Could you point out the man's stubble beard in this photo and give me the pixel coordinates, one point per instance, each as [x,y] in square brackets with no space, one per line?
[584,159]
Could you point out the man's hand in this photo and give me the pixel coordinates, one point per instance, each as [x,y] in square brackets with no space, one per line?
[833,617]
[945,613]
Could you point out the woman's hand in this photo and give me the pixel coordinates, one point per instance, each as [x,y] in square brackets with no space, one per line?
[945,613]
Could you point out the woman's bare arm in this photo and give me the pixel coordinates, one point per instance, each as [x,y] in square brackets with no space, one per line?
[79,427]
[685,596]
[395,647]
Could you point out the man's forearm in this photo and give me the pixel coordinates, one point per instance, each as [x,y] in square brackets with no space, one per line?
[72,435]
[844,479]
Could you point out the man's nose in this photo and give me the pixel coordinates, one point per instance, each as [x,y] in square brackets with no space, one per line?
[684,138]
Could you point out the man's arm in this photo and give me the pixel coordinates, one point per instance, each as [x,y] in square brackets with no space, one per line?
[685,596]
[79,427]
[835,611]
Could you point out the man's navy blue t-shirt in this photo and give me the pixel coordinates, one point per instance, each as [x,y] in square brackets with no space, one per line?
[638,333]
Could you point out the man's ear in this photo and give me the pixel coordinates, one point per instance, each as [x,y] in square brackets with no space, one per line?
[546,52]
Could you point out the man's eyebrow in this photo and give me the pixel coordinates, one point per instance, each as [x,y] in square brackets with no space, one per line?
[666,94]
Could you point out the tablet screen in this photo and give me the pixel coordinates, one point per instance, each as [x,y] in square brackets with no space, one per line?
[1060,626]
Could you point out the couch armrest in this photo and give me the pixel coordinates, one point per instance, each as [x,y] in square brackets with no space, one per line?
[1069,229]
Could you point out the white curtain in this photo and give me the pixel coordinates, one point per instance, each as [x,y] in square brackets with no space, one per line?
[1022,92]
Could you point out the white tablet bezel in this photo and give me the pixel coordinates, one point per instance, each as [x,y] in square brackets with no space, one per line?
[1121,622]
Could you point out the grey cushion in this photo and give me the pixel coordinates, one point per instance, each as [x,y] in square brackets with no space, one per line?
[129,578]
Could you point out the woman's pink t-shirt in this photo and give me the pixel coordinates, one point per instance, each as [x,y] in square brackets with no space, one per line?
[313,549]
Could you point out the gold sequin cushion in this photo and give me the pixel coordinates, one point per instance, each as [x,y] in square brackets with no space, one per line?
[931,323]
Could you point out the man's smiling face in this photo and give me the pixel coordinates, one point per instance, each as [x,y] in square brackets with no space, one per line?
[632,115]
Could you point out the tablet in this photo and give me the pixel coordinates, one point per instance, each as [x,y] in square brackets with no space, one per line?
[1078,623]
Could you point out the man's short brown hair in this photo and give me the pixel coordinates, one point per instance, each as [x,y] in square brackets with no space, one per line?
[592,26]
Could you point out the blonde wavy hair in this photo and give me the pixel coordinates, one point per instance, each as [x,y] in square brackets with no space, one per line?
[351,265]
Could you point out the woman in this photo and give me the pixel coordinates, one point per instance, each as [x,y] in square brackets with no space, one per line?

━━━━━━━━

:: Work required ::
Output as a numbered list the lines above, from the line containing "Could you point out the couch" through the last line, leaving out any blank lines.

:: Result of this task ::
1. Could you point out the couch armrest in this photo and give me the pixel coordinates, one point per instance, each as [x,y] in square brackets with no space, one per line?
2. [1069,229]
3. Could you point out the white curtain in this photo and give me the pixel coordinates, one point per instance, each as [x,y] in square brackets with no space, one per line?
4. [1022,92]
5. Could you point out the white tablet bezel in this photo and give me the pixel coordinates, one point per instance, each as [x,y] in square brackets with no space, one per line?
6. [1121,622]
7. Could you point out the grey cushion in this photo and give me the pixel coordinates, one point per instance, each as [x,y] in square brackets with no space, one per line?
8. [129,578]
9. Could you point out the woman's pink t-shirt in this photo and give me the pixel coordinates, one point per instance, each as [x,y] in square brackets with no space, one per line?
10. [313,549]
11. Could you point out the gold sequin cushion in this photo and give me the pixel coordinates, one point per instance, each as [x,y] in square brackets with no space, one per line?
12. [931,323]
13. Could you point out the man's smiling face in this photo and give me the pixel coordinates, one point per instance, each as [x,y] in square brackets with no space, one per line?
14. [632,115]
15. Could you point out the tablet in this photo and give me the pixel coordinates, one point per instance, each as [x,y] in square brackets with no space, one per line?
16. [1078,623]
17. Could you point out the man's short brown hair in this photo and give me the pixel coordinates, one point per instance, each as [x,y] in square brackets with no space, one per line?
18. [592,26]
19. Could you point out the blonde wavy hair in this photo and give me the pixel coordinates, one point per instance, each as [x,y] in square brackets with no space, one per line?
20. [351,265]
21. Could you point out the woman in this photo and give me the pixel coordinates, one point per instance, each as [x,y] in square brackets with no space, one per line?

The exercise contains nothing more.